Supplied passage »
☆ ☆ ☆ ☆ ☆

Post by Andrew Wic » Fri, 14 Apr 2006 03:15:53


In a physical sense [1] it is on the local network - the router is a
little grey box on one end of a cable, the PC on the other, you can't
get much more local than that. Yet it failed to ping the "local"
address of the little grey box until I'd told it the public address of
said box. So I was perplexed.
Perplexed, yes. Bothered enough to investigate XP rather than sort out
the RPC's connection-dropping? Hardly!

[1] which I appreciate is not necessarily the sense that matters!

Rgds,
Andrew
 
 
 

modem/router gateway setting

Post by Alan Adam » Fri, 14 Apr 2006 06:09:01

n message < XXXX@XXXXX.COM >
"Andrew Wickham" < XXXX@XXXXX.COM > wrote:


Your mention earlier of a cross-over cable bothers me a little. I
wonder whether there is some confusion over exactly what hardware is
in use.

A crossover cable is normally only required when connecting two of the
same type of equipment, i.e. two PCs or two hubs. (Most hubs
autosense, so you don't actually need a crossover cable here either.)

There are two types of box used for Broadband, usually called Moden
or Router.

The modem is the bit that connects to the WAN (telephone line) and
handles all the analog stuff. Cheap/simple connections often supply a
modem which typically has a USB connection, and might with luck also
have an Etnernet connection. The connected PC (only one at a time)
handles the logging in etc, so you will see this configuration being
done on the PC.

A broadband router is actually a modem combined with a router, and
often also a switch. The modem connects to the analog bits. The router
connects to the modem and handles logging in to your ISP's network.
The switch if present connects to the router and provides multiple
ports instead of just the one. Here you set up your account details on
the modem/router/switch box.

I *think* from earlier discussion that you have a router. The normal
configuration, for each PC (where the term PC includes RPC etc) is
that the PC has the same netmask as the router. It has a similar IP
address (differing only in the part of the address where the netmask
is 0). It has the router's IP address as both default gateway
(required) and Name Server (DNS server). The name server can
alternatively be set to go directly to the ISP's servers, if they will
tell you the address of those.

Now if your XP box can, and requires to, have the router's WAN address
as its default gateway, it suggests one of the following:

a: You have a modem, not a router
b: You have set up the IP addrsss of the PC in the WAN network of the
router, not the LAN network. (Hence the request for the output of
ipconfig /all)
c: The router has its LAN and WAN addreses in the same network

In all of these cases advice for fixing the RPC intermittent
connection will depend on how the PC is connected - not because the PC
is causing the problem, but it tells us more about your setup. The PC
symptoms point to a serious problem. The RPC problems may well be
linked to the same problem.

☆ ☆ ☆ ☆ ☆

Dataset content »

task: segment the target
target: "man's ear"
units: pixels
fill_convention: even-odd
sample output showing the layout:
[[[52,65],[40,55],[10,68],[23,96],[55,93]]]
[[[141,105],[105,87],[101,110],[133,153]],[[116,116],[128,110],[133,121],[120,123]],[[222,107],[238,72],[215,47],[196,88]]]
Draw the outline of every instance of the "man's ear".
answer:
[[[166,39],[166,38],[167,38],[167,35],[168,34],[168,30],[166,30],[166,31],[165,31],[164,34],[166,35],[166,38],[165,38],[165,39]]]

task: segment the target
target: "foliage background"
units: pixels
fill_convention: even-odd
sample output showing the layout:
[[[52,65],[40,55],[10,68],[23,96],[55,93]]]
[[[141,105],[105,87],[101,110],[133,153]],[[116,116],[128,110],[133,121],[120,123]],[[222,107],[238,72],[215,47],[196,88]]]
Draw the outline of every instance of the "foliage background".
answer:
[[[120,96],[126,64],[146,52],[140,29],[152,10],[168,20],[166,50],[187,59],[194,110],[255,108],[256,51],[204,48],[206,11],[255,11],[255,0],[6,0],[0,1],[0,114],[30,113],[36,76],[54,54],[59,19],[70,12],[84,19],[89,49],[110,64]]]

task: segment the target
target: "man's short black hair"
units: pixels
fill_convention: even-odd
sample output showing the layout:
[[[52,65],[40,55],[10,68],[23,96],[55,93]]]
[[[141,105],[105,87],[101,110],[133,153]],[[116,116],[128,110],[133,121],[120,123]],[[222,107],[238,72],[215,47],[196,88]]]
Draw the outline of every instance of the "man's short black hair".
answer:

☆ ☆ ☆ ☆ ☆

Exercise instructions »
**A.** Can you update the router discussion, starting at "The modem is" and ending at "done on the PC.", with "telephone line" changed to "phone line"?
**B.** Could you take the broadband router discussion further from where it stops?
The records have nothing to do with the router discussion.

Numbered responses »
**A.**
The modem is the bit that connects to the WAN (phone line) and
handles all the analog stuff. Cheap/simple connections often supply a
modem which typically has a USB connection, and might with luck also
have an Etnernet connection. The connected PC (only one at a time)
handles the logging in etc, so you will see this configuration being
done on the PC.

**B.**
Things that might be wrong could include having the same IP address on
the RPC and the router, having an address which differs in the network
part as well as the host part (where the netmask is non-zero), having
the Name Servers set up incorrectly, in which case addresses will
work, names probably will not.

You said you will be getting Adjust. With that installed you can set
up DHCP, which means you will get the settings your router thinks are
right. Whether they are right will then depend on whether the router
is setup correctly.

Using DHCP be very careful of your hosts file - if possible it should
be empty, as the name-to-address mapping it represents can, and
probably will, change over time. Whether you can get things working
without a hosts file depends on whether the router's DHCP is correctly
linked to its DNS, and whether the sharing software you use can use
Windows name resolution. If not, then you will likely find you can
browse ex
 
 
 

modem/router gateway setting

Post by Andrew Wic » Fri, 14 Apr 2006 17:13:53

Alan Adams wrote:

Alan,
Thanks for the continued interest. The WAN/LAN gateway oddity has gone
away, and the remaining problem may just be a RiscPC at the limits -
SA233, 258MB RAM+VRAM, SCSI podule, 486/100 PCCard, Etherlan600 NIC.
I'll be taking it to bits completely to fit Adjust ROMs, so will see
how it goes after a part-rebuild.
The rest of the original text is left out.